→ **PROMPT**
Select and copy each line of the records below that contains the string "determine", counting only matches in the same case.

.....

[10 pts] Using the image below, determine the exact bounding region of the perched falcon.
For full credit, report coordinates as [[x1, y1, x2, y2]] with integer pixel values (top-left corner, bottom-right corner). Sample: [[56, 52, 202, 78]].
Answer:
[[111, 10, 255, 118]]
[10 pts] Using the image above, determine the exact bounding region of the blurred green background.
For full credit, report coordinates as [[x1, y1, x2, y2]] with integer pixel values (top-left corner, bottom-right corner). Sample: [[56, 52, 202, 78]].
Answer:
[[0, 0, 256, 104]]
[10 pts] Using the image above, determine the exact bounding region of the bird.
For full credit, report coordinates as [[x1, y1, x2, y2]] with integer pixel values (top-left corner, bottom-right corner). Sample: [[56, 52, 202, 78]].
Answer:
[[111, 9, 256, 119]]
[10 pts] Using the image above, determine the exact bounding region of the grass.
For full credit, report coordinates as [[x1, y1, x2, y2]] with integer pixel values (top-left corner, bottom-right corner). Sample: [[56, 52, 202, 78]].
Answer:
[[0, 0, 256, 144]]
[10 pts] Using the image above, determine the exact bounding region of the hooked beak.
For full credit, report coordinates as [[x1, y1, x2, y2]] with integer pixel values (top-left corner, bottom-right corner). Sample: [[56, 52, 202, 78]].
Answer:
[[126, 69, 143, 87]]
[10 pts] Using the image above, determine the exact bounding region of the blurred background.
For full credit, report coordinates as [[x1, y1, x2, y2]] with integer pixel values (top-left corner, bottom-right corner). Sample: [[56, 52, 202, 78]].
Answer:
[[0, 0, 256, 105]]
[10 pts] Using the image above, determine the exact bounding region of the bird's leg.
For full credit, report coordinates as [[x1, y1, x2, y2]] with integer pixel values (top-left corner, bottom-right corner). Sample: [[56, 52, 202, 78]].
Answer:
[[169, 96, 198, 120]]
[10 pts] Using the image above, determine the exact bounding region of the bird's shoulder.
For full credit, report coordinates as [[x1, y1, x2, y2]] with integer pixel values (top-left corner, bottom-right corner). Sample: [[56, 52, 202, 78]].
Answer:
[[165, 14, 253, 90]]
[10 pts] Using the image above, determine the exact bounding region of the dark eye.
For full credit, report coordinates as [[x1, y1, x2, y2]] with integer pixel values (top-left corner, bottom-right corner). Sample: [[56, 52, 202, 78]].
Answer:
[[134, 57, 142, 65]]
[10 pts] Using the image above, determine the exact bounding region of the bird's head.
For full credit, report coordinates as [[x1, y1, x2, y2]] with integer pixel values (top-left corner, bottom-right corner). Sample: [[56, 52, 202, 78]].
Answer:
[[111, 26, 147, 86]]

.....

→ **SOLUTION FOR THIS EXERCISE**
[10 pts] Using the image below, determine the exact bounding region of the perched falcon.
[10 pts] Using the image above, determine the exact bounding region of the blurred green background.
[10 pts] Using the image above, determine the exact bounding region of the bird.
[10 pts] Using the image above, determine the exact bounding region of the grass.
[10 pts] Using the image above, determine the exact bounding region of the hooked beak.
[10 pts] Using the image above, determine the exact bounding region of the blurred background.
[10 pts] Using the image above, determine the exact bounding region of the bird's leg.
[10 pts] Using the image above, determine the exact bounding region of the bird's shoulder.
[10 pts] Using the image above, determine the exact bounding region of the dark eye.
[10 pts] Using the image above, determine the exact bounding region of the bird's head.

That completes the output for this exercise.